• _Prompt_: The records that follow need to be printed exactly. Leave out each image.

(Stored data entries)
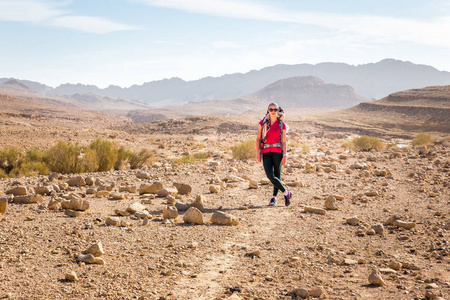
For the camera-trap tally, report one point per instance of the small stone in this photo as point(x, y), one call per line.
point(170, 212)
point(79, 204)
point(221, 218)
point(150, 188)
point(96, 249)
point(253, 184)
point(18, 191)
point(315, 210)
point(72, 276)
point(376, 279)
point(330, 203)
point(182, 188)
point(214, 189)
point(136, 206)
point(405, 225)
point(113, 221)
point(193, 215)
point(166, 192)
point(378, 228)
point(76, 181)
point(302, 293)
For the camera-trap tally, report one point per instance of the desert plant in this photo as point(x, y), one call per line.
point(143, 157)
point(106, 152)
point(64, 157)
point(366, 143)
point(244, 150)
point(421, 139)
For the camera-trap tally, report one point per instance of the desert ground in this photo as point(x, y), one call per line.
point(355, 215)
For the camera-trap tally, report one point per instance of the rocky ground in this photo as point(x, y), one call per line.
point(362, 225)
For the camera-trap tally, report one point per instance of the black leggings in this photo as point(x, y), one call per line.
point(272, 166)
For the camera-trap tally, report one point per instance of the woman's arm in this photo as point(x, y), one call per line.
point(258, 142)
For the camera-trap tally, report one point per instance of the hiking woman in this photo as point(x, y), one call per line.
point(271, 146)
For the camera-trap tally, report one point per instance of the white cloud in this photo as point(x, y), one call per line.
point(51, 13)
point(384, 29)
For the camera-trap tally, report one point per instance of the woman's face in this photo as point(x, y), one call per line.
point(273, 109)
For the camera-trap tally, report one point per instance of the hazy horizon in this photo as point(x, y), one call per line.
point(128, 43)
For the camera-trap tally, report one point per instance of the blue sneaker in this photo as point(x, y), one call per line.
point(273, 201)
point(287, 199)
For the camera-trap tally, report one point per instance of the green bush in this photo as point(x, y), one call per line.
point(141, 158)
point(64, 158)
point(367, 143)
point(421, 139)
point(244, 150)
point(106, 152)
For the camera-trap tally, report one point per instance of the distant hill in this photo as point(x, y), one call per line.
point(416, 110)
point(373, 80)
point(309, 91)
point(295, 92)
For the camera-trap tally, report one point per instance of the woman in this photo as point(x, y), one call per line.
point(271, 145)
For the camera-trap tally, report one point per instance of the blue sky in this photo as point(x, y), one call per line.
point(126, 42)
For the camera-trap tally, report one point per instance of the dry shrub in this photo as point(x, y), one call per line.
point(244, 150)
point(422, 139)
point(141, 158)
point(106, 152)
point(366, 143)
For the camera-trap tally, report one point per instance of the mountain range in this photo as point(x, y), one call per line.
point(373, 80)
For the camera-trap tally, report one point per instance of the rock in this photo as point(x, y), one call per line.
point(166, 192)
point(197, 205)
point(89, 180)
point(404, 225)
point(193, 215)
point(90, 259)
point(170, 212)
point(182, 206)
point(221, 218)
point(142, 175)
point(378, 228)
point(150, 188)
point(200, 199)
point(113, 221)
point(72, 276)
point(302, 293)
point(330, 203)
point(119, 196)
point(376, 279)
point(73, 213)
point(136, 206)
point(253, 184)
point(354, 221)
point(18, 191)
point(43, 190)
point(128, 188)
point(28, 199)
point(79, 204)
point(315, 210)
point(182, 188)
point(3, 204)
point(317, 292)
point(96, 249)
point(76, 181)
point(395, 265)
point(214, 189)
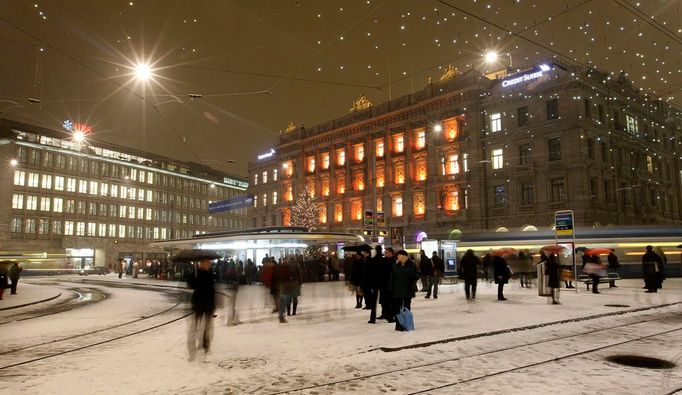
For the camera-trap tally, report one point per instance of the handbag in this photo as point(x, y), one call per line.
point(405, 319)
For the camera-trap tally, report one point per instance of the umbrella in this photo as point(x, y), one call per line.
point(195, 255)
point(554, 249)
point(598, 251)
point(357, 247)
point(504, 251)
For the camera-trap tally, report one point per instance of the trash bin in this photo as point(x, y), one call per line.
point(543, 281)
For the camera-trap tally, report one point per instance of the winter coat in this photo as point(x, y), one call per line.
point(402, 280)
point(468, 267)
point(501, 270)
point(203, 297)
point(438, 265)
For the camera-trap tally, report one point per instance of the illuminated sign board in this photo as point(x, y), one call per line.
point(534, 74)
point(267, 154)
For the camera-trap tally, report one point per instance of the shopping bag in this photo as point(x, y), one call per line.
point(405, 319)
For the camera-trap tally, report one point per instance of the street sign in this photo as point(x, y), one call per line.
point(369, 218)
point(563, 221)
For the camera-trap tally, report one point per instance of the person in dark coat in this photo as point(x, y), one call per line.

• _Solution for this problem_:
For the camera-trap tally, report one point per instance of the small stone in this photo as point(x, y), one call per line.
point(170, 212)
point(79, 204)
point(221, 218)
point(150, 188)
point(96, 249)
point(253, 184)
point(18, 191)
point(315, 210)
point(72, 276)
point(376, 279)
point(330, 203)
point(182, 188)
point(214, 189)
point(136, 206)
point(405, 225)
point(113, 221)
point(193, 215)
point(166, 192)
point(378, 228)
point(76, 181)
point(302, 293)
For the camera-trap tally, report one point per instance of the desert plant in this photo as point(x, y), one call per line.
point(143, 157)
point(106, 152)
point(64, 157)
point(366, 143)
point(244, 150)
point(421, 139)
For the camera-trap tally, report one point per instance of the desert ground in this photo as point(x, y), one call per line.
point(355, 215)
For the camera-trap tally, report one point per instance of the rocky ground in this photo as point(x, y), one call per line.
point(362, 225)
For the camera-trap tally, report one point per instance of the black leggings in this photo as point(x, y), one call per line.
point(272, 166)
For the camera-trap tally, report one point per instance of the woman's arm in this photo as point(x, y), one call per line.
point(258, 142)
For the camera-trap tally, report one point per instance of the hiking woman in this photo as point(x, y), one call per line.
point(271, 146)
For the camera-trap tally, report one point per instance of the white cloud in this photo as point(x, y), one call per line.
point(51, 13)
point(384, 29)
For the camera-trap tally, report one point per instance of the woman's face in this photo as point(x, y), one call per line.
point(273, 109)
For the camera-trap tally, report one point per instance of the hazy horizon in this photo as point(x, y), one call per line.
point(128, 43)
For the camera-trap tally, report one point per instance of the blue sneaker in this photo as point(x, y), one call per line.
point(273, 201)
point(287, 199)
For the camera-trap tally, report one point per instance of the green bush in this photo as point(x, y), one call per line.
point(141, 158)
point(64, 158)
point(367, 143)
point(421, 139)
point(244, 150)
point(106, 152)
For the camera-trap tally, report one point per instance of the distant hill in this photo as point(x, y), one call per line.
point(416, 110)
point(373, 80)
point(309, 91)
point(295, 92)
For the camera-trap tally, report one point per instance of the woman in this photo as point(x, y), one call per line.
point(271, 145)
For the camera-trap tally, report one point per instance of the blue sky in this photo as point(x, y), one call per line.
point(126, 42)
For the camera-trap tally, report one point per instance of the dry shrub in this photo as point(x, y), one call per line.
point(244, 150)
point(422, 139)
point(141, 158)
point(106, 152)
point(366, 143)
For the camera-trap tally, report one point per instance of the mountain range in this photo as point(x, y), one call per line.
point(373, 80)
For the camera-trap tally, report one point per instance of the rock in this photo as point(x, y), one call per line.
point(166, 192)
point(197, 205)
point(89, 180)
point(404, 225)
point(193, 215)
point(90, 259)
point(170, 212)
point(182, 206)
point(221, 218)
point(142, 175)
point(378, 228)
point(150, 188)
point(200, 199)
point(113, 221)
point(72, 276)
point(302, 293)
point(330, 203)
point(119, 196)
point(376, 279)
point(73, 213)
point(136, 206)
point(253, 184)
point(354, 221)
point(18, 191)
point(43, 190)
point(128, 188)
point(28, 199)
point(79, 204)
point(315, 210)
point(182, 188)
point(3, 204)
point(317, 292)
point(96, 249)
point(76, 181)
point(395, 265)
point(214, 189)
For the camera-trap tally, report one point per instance of the handbag in this photo as point(x, y), one call per line.
point(405, 319)
For the camera-trap tally, report one point per instance of the umbrella in this photo as point(x, y), one call per line.
point(195, 255)
point(554, 249)
point(598, 251)
point(357, 247)
point(504, 251)
For the camera-trap tally, report one point per instance of the trash bin in this photo as point(x, y), one call per line.
point(543, 281)
For the camera-trap tally, report one point per instance of the winter coat in this photo as point(x, y), one call per line.
point(402, 280)
point(468, 267)
point(501, 270)
point(203, 297)
point(438, 265)
For the camera-trap tally, report one point per instance of the illuminated sign board in this photo as point(x, y), one call per line.
point(534, 74)
point(267, 154)
For the camera-trap tally, report one point per instance of the shopping bag in this photo as point(x, y), one call per line.
point(405, 319)
For the camera-trap tally, report one point per instance of the street sign in this photo as point(x, y), one call per line.
point(369, 218)
point(563, 221)
For the camera-trap tally, report one point per instance of the person in dark coat in this photo as point(x, y), one call per line.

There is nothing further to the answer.